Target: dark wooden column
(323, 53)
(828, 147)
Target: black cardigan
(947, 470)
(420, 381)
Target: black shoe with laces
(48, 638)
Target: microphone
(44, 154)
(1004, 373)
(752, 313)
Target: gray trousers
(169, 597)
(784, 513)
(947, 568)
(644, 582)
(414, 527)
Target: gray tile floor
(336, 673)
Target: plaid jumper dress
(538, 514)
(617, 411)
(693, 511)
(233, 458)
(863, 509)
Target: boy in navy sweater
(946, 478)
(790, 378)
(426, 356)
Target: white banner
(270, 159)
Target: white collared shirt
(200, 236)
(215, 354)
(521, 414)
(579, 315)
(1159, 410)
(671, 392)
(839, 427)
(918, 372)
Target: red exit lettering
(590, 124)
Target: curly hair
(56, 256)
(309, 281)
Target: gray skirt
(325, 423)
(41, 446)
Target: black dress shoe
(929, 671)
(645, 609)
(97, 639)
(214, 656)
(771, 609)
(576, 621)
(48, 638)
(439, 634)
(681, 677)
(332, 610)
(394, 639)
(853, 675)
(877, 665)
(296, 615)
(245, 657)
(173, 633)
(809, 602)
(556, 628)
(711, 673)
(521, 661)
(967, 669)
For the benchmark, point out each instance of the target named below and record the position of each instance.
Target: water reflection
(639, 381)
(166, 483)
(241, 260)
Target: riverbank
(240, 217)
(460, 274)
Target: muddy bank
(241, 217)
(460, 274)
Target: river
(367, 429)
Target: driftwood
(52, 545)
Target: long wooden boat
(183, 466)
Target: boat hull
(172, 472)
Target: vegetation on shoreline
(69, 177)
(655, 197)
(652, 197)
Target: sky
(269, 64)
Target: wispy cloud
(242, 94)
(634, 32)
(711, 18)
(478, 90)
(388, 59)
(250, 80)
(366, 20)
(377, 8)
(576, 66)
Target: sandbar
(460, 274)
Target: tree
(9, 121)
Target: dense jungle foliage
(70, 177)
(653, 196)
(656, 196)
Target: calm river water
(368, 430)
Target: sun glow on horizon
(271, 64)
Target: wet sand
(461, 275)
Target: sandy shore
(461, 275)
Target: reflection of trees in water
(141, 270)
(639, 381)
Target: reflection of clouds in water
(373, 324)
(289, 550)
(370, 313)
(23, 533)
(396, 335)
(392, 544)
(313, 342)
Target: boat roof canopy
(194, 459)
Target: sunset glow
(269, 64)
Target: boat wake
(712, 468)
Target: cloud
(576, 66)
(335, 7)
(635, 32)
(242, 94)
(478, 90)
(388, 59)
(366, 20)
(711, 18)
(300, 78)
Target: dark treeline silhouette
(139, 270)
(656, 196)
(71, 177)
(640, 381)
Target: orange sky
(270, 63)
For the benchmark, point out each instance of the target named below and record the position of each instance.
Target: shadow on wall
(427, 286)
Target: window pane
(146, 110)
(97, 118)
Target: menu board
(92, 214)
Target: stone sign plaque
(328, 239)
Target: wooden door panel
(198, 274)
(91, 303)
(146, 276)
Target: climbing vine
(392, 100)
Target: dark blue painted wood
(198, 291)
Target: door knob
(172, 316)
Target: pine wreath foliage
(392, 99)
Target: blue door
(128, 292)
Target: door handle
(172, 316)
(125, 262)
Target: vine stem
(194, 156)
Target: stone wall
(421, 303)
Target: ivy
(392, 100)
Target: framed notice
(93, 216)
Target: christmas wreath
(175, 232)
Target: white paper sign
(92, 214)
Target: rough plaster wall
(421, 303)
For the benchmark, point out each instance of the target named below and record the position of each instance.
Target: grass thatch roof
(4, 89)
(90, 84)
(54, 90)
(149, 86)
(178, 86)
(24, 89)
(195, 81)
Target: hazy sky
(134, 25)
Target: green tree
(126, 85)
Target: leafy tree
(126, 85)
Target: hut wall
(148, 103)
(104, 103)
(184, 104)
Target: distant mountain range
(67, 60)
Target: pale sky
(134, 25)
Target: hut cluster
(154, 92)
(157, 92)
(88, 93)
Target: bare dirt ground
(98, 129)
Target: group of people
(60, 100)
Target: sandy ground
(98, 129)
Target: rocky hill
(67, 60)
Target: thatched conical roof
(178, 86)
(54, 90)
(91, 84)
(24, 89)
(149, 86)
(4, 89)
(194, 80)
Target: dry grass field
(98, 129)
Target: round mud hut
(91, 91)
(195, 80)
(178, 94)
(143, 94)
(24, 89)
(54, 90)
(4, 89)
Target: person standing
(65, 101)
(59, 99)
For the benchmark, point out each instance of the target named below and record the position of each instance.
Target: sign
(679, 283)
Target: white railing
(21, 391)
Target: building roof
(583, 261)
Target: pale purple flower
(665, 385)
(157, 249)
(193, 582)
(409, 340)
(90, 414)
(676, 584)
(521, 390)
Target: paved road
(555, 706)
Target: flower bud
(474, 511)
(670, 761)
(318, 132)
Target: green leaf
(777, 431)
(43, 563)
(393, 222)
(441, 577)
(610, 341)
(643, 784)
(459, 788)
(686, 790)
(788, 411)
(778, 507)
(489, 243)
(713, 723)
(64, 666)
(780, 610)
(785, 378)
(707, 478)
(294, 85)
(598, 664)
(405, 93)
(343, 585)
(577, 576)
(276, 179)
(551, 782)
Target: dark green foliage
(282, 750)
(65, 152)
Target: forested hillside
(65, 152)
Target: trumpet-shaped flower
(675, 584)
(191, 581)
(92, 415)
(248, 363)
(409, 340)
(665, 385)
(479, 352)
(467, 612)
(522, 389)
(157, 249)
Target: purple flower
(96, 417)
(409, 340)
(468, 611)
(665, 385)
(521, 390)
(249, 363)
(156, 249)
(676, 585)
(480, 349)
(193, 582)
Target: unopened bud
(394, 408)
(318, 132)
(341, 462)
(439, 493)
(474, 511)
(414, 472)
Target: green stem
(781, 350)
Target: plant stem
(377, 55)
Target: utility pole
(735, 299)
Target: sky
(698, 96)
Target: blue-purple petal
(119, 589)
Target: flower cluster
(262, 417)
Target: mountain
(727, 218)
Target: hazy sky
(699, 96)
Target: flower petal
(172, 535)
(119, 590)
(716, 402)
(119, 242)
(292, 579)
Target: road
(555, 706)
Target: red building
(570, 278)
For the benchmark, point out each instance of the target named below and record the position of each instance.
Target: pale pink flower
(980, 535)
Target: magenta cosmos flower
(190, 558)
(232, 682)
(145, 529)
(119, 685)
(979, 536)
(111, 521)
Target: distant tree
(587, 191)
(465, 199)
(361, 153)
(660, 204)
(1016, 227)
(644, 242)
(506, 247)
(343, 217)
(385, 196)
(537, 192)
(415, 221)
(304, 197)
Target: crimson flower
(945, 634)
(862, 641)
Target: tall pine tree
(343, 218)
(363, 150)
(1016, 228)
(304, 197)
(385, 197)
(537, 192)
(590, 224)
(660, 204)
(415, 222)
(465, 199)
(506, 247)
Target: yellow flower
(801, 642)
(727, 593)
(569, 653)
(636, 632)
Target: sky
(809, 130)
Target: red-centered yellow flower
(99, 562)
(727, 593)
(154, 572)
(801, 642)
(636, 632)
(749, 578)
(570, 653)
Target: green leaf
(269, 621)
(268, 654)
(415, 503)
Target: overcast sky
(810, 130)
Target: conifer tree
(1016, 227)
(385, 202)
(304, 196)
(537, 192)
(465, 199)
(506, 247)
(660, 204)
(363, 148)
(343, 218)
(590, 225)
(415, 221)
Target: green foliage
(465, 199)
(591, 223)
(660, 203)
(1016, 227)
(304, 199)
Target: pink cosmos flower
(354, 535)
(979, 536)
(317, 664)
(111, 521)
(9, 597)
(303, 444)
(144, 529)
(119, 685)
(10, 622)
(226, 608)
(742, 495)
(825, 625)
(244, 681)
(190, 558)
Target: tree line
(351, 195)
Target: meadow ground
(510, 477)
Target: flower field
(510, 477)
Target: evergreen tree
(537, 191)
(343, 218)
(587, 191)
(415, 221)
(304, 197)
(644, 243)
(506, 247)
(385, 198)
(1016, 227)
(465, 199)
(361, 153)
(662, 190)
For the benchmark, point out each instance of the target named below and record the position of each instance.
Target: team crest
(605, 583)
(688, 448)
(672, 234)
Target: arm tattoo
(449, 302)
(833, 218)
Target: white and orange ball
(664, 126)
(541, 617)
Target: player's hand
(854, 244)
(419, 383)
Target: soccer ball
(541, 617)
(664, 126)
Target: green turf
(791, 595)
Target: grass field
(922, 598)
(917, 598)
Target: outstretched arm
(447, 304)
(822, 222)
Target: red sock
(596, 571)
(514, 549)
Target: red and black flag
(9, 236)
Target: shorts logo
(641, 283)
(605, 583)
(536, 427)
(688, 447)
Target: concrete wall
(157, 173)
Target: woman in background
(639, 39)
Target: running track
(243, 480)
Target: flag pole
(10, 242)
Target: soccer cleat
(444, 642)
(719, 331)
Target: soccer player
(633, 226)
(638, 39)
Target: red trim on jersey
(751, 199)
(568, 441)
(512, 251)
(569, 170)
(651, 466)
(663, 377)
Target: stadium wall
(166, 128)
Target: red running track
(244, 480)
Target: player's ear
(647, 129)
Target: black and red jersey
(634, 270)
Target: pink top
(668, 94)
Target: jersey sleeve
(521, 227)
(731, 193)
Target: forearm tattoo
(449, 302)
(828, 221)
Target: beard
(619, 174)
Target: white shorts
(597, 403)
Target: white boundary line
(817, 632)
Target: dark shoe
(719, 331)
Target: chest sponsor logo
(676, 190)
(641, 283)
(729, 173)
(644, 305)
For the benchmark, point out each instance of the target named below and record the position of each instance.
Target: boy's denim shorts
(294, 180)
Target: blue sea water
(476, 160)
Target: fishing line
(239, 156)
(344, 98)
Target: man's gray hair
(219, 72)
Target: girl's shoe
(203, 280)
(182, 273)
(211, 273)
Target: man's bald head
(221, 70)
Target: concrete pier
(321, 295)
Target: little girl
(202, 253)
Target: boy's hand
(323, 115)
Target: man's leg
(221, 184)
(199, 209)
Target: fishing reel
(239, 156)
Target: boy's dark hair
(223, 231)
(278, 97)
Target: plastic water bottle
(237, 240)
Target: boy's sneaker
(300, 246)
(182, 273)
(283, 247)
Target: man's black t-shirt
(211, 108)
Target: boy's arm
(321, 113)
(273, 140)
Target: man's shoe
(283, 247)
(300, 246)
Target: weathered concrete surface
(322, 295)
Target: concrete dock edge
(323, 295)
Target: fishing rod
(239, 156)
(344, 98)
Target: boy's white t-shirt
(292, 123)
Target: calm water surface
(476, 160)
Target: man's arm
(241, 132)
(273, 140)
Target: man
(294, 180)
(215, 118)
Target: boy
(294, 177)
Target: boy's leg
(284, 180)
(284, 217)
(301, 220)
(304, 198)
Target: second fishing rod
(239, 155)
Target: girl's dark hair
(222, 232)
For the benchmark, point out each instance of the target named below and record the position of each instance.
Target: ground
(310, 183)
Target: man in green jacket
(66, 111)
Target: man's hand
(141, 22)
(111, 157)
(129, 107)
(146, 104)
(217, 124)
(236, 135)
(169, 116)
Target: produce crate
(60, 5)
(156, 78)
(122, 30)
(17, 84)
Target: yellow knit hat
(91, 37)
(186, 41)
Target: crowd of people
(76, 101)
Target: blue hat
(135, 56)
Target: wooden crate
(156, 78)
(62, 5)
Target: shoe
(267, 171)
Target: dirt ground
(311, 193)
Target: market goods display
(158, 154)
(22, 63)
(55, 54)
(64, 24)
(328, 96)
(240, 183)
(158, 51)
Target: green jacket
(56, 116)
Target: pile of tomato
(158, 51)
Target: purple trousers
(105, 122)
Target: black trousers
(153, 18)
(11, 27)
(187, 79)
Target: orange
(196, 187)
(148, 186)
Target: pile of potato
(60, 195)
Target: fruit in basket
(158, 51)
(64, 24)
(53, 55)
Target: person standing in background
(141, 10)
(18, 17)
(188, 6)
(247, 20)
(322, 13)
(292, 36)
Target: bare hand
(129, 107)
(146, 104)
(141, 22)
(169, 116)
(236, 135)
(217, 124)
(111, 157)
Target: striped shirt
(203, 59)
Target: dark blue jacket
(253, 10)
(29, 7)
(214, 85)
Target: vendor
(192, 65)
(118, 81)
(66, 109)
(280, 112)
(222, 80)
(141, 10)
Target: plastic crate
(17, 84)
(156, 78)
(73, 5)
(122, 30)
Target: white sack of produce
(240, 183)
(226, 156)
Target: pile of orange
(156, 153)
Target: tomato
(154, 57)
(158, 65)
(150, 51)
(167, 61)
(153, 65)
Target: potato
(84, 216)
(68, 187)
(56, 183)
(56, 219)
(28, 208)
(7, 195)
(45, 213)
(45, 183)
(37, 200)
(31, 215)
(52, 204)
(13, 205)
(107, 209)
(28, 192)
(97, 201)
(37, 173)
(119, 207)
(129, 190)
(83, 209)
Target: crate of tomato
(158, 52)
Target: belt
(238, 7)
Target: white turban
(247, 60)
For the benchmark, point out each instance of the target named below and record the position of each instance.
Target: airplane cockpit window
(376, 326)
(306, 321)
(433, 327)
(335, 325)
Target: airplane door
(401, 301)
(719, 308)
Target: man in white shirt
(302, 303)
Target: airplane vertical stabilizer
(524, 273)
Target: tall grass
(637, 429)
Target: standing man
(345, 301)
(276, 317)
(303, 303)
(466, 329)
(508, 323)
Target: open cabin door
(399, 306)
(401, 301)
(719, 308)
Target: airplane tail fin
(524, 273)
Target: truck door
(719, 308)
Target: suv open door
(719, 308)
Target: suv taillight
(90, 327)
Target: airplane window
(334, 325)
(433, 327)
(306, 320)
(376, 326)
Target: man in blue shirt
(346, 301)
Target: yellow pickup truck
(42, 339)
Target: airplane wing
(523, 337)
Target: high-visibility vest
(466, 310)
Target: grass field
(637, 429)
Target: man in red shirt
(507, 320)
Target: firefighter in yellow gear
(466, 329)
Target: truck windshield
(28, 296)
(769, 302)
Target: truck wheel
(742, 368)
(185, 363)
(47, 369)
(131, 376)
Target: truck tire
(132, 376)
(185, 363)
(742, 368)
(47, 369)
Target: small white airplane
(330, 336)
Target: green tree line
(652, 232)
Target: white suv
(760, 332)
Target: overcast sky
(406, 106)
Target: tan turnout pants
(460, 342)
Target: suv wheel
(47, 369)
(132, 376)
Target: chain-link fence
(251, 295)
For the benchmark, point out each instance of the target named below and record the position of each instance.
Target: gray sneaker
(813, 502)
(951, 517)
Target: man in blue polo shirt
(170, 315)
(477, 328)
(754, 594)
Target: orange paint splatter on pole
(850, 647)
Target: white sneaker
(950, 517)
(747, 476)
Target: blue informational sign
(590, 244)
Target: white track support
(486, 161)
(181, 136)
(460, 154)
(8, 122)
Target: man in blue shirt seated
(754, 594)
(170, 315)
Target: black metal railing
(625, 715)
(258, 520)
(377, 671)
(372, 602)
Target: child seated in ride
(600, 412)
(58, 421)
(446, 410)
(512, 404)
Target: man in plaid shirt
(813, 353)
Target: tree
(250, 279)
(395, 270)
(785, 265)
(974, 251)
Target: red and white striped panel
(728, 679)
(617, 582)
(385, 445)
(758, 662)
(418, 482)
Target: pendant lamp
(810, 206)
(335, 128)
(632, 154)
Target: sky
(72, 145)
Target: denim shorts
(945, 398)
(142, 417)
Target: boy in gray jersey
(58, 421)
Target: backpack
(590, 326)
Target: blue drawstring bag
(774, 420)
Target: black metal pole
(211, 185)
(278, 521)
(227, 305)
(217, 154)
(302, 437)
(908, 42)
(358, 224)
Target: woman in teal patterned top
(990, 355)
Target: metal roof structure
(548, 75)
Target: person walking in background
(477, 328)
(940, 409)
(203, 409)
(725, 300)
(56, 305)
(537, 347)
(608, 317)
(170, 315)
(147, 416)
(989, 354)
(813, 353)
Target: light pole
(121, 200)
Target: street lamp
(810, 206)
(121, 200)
******************************
**TASK TO COMPLETE**.
Reproduce the listing above exactly from the line containing "Target: blue informational sign" through its last line, with both of those lines included.

**RESPONSE TO THE TASK**.
Target: blue informational sign
(590, 244)
Target: white track support
(486, 161)
(181, 136)
(460, 154)
(8, 122)
Target: man in blue shirt seated
(754, 594)
(170, 315)
Target: black metal railing
(625, 715)
(258, 520)
(377, 671)
(372, 602)
Target: child seated in ride
(600, 412)
(58, 421)
(446, 410)
(512, 404)
Target: man in plaid shirt
(813, 353)
Target: tree
(250, 279)
(395, 270)
(785, 265)
(974, 251)
Target: red and white striped panel
(728, 679)
(617, 582)
(385, 445)
(758, 662)
(418, 482)
Target: pendant lamp
(810, 206)
(335, 128)
(632, 154)
Target: sky
(72, 145)
Target: denim shorts
(945, 398)
(142, 417)
Target: boy in gray jersey
(58, 421)
Target: backpack
(590, 326)
Target: blue drawstring bag
(774, 420)
Target: black metal pole
(211, 185)
(278, 521)
(227, 305)
(217, 154)
(302, 437)
(908, 42)
(358, 224)
Target: woman in teal patterned top
(990, 355)
Target: metal roof structure
(548, 75)
Target: person walking in background
(477, 328)
(940, 409)
(203, 409)
(725, 300)
(56, 305)
(537, 347)
(608, 317)
(170, 315)
(147, 416)
(989, 354)
(813, 353)
Target: light pole
(121, 200)
Target: street lamp
(810, 206)
(121, 200)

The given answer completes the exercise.